## STORED DATA
__________________________________________________
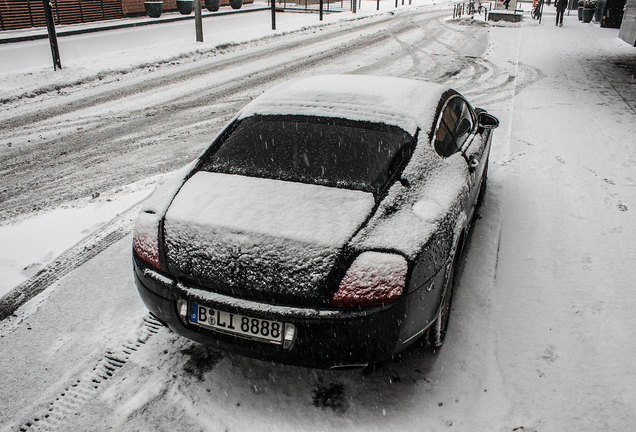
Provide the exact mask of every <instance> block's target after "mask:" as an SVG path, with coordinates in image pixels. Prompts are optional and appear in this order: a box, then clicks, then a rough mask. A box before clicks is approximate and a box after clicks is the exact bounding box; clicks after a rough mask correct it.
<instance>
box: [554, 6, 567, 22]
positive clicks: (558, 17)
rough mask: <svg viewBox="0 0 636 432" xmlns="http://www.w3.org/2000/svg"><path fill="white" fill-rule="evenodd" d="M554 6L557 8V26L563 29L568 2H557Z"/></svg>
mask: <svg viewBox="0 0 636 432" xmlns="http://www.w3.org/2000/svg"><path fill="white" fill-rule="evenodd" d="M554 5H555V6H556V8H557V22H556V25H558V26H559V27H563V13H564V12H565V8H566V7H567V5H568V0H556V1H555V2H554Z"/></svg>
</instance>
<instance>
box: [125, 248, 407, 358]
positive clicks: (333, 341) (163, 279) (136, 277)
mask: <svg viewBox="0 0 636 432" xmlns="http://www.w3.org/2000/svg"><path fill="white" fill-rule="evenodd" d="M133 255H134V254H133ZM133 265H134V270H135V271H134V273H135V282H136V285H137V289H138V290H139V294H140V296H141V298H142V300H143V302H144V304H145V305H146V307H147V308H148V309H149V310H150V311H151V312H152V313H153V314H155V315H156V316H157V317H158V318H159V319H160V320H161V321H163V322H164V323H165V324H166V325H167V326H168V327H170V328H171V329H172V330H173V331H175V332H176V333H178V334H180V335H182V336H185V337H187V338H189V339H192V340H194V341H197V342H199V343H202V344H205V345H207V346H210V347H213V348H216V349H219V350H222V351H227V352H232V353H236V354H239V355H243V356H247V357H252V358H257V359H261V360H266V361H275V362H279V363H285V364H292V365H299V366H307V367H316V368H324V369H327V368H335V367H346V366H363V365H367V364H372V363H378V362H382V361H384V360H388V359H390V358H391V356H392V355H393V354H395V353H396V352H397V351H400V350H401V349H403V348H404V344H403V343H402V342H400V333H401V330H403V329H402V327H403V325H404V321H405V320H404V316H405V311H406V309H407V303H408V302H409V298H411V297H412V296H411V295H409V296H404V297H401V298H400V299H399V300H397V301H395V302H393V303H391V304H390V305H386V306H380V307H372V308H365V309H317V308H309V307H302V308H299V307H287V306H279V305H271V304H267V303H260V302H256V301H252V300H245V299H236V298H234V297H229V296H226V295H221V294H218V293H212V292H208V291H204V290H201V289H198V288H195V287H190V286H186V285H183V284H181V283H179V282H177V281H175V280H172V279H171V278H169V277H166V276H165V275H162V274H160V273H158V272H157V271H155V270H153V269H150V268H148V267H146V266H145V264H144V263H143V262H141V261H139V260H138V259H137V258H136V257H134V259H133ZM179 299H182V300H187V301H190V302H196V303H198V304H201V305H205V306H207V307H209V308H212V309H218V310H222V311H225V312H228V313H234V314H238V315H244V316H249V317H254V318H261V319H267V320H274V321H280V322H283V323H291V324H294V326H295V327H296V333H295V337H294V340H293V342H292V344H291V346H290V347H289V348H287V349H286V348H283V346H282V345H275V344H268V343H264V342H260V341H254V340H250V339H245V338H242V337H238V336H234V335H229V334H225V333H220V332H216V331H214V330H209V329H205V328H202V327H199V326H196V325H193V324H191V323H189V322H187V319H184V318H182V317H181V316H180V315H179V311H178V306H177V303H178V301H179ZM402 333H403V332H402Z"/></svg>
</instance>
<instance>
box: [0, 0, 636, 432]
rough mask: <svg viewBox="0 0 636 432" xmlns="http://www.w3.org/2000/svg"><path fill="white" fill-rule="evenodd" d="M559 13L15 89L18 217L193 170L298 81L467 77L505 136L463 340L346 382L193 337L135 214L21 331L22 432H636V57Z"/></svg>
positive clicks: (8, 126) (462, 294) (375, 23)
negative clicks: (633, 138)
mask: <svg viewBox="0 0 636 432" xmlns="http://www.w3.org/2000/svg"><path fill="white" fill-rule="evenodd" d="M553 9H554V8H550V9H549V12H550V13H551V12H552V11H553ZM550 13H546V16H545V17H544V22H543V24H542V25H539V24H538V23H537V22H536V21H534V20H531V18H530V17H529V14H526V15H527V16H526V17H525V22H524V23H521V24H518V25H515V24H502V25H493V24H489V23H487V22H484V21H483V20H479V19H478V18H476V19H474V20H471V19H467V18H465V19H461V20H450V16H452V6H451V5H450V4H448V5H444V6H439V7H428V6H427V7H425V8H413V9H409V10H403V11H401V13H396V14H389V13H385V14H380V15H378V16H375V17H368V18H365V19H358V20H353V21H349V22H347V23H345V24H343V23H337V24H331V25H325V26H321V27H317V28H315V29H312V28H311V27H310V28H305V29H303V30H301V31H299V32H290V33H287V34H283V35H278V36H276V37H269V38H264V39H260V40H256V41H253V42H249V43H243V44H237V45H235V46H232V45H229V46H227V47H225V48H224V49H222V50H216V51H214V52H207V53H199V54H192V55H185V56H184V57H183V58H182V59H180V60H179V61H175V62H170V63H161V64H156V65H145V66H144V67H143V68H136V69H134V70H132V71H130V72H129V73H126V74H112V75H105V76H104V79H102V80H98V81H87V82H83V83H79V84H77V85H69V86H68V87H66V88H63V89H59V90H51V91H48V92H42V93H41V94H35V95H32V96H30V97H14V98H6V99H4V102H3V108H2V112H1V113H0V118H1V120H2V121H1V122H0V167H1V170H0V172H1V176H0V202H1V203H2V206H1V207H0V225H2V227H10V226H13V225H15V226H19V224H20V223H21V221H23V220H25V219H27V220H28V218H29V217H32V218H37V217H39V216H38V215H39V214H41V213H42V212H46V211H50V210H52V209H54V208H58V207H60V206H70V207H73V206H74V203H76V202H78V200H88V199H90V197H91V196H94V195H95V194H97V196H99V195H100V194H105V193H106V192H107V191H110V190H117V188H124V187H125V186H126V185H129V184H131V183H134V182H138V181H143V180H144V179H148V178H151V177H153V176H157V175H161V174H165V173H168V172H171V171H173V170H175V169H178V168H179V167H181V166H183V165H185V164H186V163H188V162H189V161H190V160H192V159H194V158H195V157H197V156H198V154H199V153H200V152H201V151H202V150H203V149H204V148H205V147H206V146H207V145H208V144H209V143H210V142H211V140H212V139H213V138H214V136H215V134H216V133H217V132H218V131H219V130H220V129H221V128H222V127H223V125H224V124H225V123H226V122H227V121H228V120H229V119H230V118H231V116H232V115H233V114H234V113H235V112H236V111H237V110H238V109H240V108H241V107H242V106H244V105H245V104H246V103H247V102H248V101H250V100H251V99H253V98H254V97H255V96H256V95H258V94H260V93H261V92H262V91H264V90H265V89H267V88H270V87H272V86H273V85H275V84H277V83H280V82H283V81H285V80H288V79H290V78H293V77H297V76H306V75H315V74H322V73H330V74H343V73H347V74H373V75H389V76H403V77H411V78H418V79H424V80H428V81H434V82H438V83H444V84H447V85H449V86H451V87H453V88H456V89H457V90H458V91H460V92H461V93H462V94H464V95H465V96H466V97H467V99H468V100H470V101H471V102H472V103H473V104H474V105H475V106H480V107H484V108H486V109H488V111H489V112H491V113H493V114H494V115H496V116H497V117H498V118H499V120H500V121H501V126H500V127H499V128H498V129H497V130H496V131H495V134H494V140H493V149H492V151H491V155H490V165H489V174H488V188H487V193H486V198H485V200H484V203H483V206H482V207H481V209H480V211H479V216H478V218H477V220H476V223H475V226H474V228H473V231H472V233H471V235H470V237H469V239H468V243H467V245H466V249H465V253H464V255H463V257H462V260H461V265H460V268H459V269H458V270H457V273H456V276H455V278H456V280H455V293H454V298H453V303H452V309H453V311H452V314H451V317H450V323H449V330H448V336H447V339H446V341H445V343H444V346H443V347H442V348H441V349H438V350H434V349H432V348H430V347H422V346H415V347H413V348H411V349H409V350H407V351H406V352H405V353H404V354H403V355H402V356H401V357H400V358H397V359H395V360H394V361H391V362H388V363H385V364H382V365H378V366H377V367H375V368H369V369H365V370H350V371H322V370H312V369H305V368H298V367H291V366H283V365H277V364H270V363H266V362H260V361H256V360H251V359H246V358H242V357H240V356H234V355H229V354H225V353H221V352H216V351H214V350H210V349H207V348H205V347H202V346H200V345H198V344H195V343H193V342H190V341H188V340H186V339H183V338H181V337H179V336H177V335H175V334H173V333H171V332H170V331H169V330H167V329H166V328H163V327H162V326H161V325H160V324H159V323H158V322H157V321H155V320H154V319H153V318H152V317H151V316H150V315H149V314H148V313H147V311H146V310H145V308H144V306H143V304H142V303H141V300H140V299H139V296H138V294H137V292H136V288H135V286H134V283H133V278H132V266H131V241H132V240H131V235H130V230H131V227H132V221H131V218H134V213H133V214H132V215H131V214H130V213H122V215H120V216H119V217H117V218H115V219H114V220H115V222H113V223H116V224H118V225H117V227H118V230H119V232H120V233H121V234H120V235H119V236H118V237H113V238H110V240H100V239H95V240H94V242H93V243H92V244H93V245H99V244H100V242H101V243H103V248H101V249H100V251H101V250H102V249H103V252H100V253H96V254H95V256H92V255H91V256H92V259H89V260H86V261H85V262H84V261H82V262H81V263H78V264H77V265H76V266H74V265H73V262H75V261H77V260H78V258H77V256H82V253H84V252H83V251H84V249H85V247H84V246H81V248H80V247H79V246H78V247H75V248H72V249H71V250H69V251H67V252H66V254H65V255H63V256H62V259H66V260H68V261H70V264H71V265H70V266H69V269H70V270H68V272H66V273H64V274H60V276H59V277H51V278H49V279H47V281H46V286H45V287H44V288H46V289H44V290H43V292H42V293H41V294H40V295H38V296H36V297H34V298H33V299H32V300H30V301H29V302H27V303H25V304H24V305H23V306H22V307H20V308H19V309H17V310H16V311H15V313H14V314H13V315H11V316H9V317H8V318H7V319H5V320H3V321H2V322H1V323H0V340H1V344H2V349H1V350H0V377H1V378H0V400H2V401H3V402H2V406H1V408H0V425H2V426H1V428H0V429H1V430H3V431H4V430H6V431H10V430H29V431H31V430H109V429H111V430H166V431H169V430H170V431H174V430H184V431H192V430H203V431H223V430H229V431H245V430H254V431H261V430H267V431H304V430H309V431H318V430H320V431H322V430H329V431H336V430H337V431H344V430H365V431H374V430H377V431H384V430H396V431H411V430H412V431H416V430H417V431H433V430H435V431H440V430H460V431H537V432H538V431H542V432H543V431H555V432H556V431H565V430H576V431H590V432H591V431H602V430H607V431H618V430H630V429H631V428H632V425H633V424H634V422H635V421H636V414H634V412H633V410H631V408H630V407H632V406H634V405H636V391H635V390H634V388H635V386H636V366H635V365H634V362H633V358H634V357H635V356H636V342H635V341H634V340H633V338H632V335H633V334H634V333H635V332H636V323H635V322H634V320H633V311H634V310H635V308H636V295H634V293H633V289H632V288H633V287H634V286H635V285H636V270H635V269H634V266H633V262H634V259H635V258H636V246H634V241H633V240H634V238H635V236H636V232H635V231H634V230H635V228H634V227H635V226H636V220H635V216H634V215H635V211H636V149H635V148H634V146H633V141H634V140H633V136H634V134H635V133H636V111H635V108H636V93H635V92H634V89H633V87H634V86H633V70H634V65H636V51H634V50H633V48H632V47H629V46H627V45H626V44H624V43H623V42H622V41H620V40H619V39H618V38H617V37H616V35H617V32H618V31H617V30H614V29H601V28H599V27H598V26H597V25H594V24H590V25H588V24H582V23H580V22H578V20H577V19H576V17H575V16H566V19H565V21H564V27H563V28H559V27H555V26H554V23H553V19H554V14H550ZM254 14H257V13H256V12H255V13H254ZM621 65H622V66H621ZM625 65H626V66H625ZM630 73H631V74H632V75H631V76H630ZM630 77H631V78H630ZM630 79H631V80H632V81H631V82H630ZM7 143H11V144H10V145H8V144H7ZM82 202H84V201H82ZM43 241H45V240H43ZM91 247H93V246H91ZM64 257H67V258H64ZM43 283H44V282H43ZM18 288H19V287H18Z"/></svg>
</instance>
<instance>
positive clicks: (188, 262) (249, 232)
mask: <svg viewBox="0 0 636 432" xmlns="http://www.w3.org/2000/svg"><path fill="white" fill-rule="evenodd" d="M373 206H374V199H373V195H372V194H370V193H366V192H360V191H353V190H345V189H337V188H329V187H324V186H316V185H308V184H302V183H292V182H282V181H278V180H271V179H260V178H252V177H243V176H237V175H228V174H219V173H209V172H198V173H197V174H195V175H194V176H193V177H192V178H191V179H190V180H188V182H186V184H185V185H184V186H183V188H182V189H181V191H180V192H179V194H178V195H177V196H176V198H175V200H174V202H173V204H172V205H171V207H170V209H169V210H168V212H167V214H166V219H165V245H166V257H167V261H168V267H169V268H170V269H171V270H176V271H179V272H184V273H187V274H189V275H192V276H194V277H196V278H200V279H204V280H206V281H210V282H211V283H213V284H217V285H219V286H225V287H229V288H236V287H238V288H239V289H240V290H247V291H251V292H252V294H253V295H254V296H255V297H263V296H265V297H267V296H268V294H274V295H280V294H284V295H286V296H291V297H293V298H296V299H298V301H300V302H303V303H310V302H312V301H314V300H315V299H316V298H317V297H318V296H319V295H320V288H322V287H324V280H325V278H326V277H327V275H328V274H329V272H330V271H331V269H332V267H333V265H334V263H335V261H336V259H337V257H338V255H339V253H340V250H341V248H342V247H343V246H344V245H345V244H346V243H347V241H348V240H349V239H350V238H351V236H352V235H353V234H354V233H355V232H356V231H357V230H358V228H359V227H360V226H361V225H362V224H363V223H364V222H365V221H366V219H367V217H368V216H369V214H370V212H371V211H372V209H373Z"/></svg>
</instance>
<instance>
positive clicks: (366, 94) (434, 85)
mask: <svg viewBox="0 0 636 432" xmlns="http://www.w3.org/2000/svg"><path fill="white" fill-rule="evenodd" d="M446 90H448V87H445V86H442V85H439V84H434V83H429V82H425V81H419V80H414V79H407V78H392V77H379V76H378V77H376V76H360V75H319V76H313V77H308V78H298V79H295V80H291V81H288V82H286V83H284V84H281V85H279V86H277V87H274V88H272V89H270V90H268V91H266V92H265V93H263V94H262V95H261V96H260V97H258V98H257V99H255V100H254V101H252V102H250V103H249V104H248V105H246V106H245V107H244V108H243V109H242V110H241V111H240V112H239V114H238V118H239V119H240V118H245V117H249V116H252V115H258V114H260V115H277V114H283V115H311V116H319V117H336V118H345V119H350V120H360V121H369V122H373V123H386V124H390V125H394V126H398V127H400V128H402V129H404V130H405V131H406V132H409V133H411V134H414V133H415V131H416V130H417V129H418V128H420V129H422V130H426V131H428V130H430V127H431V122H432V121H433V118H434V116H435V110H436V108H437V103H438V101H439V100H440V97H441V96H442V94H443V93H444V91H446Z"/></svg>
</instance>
__________________________________________________
An exact copy of the lines above between the line holding "box: [0, 0, 636, 432]" and the line holding "positive clicks: (8, 126)", inclusive, is the whole answer.

box: [0, 0, 636, 432]
rough mask: <svg viewBox="0 0 636 432" xmlns="http://www.w3.org/2000/svg"><path fill="white" fill-rule="evenodd" d="M559 13L15 89L18 217L193 170L298 81L467 77L505 136L463 340L346 382L193 337L135 214L21 331L22 432H636V57Z"/></svg>
positive clicks: (8, 126) (462, 294) (375, 23)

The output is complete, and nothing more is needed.